Extract provided:
* * *

FedeKD: Energy-Based Gating for Robust Federated Knowledge Distillation under Heterogeneous Settings
Federated Learning
- FedeKD introduces a reliability-aware FKD framework that estimates sample-wise trust in knowledge transfer.
- The framework employs an energy-based gating mechanism to down-weight unreliable knowledge during model updates.
- Extensive experiments show significant reductions in negative transfer while preserving predictive performance.
- FedeKD operates without the need for additional public datasets, enhancing privacy in federated learning.
Read more
FedeKD: Energy-Based Gating for Robust Federated Knowledge Distillation under Heterogeneous Settings
Summary
The paper introduces FedeKD, a novel framework for Federated Knowledge Distillation (FKD) that addresses the challenges posed by heterogeneous environments in federated learning (FL). Traditional FKD methods often assume uniform reliability of transferred knowledge, which can lead to negative transfer when data distributions vary significantly across clients. FedeKD incorporates a reliability-aware mechanism that estimates sample-wise trust in knowledge transfer without relying on external public datasets. Each client utilizes a high-capacity private model for local learning and a lightweight proxy model for knowledge exchange. The framework employs an energy-based gating mechanism that translates the disagreement between private and proxy models into trust weights, allowing for adaptive weighting of knowledge transfer. This approach enhances the robustness of knowledge sharing and mitigates negative transfer by prioritizing reliable samples during model updates. The authors conducted extensive experiments on six real-world datasets, demonstrating that FedeKD significantly improves both average-case and worst-case performance in heterogeneous settings while maintaining strong predictive accuracy.

* * *

Dataset excerpts:

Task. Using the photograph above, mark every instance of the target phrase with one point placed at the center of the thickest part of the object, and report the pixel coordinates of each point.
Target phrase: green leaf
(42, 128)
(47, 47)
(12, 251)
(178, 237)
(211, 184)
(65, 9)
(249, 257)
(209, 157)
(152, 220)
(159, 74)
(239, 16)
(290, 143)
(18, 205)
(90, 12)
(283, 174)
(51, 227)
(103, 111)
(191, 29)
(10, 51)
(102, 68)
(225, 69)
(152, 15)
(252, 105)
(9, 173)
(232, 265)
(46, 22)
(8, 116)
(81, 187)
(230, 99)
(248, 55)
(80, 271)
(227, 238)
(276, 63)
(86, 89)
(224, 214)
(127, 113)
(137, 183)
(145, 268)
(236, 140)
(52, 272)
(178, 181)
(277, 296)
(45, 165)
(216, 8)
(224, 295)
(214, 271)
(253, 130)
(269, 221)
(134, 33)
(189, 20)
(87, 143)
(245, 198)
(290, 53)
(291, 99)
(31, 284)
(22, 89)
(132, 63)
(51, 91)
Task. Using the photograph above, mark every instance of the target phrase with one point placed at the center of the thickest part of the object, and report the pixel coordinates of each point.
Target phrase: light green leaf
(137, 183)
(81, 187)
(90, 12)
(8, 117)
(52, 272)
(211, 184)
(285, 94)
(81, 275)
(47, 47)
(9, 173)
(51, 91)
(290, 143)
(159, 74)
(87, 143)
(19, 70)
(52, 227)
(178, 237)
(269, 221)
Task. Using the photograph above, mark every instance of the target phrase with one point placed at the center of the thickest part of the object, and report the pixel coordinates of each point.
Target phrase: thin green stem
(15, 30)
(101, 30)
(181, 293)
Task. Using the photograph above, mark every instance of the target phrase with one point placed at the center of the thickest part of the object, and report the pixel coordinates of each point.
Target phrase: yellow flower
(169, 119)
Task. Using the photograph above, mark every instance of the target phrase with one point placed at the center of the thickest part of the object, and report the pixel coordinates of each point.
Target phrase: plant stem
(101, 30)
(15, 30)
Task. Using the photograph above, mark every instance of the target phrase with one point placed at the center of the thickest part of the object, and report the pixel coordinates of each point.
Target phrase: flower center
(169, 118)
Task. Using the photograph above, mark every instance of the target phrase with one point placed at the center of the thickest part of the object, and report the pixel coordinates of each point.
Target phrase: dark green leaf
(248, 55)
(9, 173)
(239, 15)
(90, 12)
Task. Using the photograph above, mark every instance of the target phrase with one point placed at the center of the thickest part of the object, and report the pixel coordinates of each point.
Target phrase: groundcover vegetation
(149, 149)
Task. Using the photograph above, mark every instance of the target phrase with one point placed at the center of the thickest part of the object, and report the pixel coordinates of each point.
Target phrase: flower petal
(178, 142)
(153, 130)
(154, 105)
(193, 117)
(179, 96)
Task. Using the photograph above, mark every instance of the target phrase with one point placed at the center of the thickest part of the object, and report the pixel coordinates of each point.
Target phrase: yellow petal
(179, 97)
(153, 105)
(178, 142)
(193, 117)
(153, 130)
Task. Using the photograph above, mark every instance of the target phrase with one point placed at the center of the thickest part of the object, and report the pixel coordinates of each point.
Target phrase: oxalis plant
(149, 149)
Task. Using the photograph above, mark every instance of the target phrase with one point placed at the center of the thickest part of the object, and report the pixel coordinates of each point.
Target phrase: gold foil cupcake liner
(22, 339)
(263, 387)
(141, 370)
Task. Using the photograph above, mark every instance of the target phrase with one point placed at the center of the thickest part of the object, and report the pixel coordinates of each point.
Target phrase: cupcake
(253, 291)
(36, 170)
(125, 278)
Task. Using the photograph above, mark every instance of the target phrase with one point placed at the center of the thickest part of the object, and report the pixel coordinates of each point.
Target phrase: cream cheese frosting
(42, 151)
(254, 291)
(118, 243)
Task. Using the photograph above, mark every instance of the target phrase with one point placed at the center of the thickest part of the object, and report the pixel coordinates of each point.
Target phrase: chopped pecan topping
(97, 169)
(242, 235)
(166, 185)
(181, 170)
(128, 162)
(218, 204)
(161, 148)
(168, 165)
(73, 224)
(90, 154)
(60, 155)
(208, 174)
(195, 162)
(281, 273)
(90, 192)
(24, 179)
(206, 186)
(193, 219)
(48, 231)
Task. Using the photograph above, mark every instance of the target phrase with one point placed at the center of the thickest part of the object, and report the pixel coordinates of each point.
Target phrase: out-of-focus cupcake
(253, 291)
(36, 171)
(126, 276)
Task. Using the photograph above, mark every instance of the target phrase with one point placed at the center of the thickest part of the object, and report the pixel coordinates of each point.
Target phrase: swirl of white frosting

* * *

Task set:
(A) Quote every bullet-point statement under the heading "Federated Learning" in the FedeKD extract.
(B) Pick up the summary of the FedeKD paper after its last sentence and continue it.

Answers to the exercise:
(A)
- FedeKD introduces a reliability-aware FKD framework that estimates sample-wise trust in knowledge transfer.
- The framework employs an energy-based gating mechanism to down-weight unreliable knowledge during model updates.
- Extensive experiments show significant reductions in negative transfer while preserving predictive performance.
- FedeKD operates without the need for additional public datasets, enhancing privacy in federated learning.

(B)
Methodology
FedeKD operates in two stages: a forward stage where each client distills knowledge from its private model into a proxy model, which is then aggregated on the server to form a global proxy, and a backward stage where the global proxy guides updates of the private model through an energy-gated mechanism. This mechanism uses task-specific private-proxy disagreement to generate continuous sample-wise trust weights, allowing for adaptive knowledge transfer.
Results
The experiments conducted on six real-world datasets demonstrated that FedeKD significantly reduces negative transfer in heterogeneous federated learning environments. The framework maintained strong predictive performance across various scenarios, outperforming existing FKD methods that do not account for knowledge reliability.
Implications
FedeKD has potential applications in privacy-sensitive federated learning scenarios, particularly in domains where data heterogeneity is prevalent. The framework can enhance the reliability of knowledge sharing among clients, making it suitable for various applications in healthcare, finance, and other fields requiring collaborative learning without data sharing.